■ What is expected
The required output consists solely of the lines from the line containing "Target: tire" through the end of the records, copied exactly.

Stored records
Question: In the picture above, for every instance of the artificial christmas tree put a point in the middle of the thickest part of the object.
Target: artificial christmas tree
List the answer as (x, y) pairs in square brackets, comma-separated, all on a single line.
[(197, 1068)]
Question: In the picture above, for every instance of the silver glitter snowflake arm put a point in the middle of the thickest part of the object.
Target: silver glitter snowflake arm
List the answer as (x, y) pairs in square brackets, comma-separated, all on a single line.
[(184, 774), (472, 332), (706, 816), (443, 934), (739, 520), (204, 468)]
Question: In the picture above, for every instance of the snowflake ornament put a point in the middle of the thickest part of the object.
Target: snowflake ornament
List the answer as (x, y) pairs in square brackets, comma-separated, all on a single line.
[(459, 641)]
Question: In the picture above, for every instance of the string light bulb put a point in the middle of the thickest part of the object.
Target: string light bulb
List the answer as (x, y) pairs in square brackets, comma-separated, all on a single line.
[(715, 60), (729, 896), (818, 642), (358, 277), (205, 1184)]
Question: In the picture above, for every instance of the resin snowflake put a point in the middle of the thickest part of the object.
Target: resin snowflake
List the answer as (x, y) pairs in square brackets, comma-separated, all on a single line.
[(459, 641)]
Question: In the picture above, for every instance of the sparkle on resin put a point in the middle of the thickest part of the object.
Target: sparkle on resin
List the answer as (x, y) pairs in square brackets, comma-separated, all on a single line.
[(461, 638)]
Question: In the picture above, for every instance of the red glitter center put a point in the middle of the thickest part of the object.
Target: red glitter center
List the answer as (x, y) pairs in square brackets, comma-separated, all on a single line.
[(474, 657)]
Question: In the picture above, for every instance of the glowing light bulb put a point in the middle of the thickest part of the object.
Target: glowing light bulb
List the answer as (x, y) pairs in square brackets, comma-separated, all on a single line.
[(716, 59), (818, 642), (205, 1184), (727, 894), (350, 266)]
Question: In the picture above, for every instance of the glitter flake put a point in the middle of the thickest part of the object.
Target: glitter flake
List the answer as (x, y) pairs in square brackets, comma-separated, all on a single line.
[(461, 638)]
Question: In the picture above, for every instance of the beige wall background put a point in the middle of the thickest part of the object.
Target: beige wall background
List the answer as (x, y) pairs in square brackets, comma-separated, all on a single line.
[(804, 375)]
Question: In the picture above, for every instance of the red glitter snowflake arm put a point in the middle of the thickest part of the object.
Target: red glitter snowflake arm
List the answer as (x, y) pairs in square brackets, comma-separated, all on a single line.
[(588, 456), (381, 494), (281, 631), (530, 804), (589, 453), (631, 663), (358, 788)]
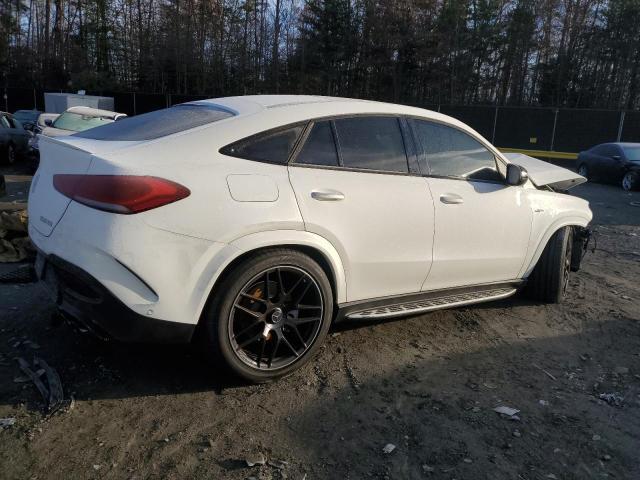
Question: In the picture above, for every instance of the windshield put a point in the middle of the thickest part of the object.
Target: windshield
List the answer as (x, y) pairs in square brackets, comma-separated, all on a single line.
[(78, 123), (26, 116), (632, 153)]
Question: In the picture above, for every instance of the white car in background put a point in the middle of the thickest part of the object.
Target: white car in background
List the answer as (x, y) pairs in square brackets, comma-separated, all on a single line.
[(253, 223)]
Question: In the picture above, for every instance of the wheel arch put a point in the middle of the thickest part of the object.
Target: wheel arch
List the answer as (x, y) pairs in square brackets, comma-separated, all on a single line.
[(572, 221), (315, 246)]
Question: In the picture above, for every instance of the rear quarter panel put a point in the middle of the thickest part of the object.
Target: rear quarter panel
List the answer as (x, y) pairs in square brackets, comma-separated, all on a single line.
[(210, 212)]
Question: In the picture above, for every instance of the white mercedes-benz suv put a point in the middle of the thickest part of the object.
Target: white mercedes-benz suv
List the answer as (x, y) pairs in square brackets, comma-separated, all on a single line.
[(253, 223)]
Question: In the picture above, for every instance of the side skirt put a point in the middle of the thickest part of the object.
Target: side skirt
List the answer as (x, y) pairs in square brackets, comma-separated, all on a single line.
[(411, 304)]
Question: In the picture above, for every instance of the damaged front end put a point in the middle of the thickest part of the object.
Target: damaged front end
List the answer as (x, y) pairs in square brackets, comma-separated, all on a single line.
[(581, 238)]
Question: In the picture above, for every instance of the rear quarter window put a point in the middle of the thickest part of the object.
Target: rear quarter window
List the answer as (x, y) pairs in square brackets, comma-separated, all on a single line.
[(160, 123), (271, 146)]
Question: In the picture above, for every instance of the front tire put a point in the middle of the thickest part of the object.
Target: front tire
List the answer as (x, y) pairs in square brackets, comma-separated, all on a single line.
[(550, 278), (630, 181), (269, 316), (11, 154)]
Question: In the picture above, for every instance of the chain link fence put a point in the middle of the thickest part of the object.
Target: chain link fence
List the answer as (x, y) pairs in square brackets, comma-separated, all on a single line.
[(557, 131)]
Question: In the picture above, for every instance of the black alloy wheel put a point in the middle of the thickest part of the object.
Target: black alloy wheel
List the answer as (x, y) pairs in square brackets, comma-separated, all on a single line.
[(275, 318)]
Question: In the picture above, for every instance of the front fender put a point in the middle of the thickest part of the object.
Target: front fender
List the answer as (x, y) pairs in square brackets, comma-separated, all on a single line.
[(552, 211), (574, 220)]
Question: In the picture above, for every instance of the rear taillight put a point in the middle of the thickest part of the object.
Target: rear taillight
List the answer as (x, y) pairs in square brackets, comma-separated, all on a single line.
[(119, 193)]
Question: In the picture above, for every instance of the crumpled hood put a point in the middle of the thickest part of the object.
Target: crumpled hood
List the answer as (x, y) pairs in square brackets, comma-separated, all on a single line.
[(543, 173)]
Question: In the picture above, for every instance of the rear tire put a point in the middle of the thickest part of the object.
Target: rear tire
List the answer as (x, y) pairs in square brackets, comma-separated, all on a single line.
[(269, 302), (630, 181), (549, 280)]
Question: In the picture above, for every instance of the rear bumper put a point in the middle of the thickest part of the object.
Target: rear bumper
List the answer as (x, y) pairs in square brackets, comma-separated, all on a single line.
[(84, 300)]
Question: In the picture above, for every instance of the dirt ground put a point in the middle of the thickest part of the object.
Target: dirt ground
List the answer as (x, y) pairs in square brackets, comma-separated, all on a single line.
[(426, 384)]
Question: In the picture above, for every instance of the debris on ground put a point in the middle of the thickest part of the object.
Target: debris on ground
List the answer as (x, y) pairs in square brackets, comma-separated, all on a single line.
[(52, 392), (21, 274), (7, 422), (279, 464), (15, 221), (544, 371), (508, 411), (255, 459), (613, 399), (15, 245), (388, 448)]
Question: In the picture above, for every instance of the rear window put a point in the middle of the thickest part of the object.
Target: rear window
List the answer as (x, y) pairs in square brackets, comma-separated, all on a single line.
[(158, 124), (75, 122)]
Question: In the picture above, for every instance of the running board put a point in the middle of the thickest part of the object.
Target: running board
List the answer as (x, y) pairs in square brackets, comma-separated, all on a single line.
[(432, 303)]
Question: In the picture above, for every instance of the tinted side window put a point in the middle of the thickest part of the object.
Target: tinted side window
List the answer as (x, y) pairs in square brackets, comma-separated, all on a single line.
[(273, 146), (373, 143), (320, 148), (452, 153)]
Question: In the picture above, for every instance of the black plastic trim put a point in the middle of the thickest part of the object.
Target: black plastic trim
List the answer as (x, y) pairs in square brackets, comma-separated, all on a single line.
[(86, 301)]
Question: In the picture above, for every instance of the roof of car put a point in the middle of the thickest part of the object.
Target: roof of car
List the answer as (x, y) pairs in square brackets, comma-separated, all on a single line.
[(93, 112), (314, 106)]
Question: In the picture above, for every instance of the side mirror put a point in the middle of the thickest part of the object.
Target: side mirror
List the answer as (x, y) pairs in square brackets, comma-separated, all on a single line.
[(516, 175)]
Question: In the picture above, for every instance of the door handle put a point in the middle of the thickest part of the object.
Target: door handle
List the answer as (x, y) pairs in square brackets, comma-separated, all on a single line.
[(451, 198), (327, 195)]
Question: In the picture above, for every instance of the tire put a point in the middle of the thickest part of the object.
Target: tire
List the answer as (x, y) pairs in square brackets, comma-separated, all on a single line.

■ Reply
Target: tire
List the answer as (x, y) pairs in square brackets, comma-separated, all on a single line.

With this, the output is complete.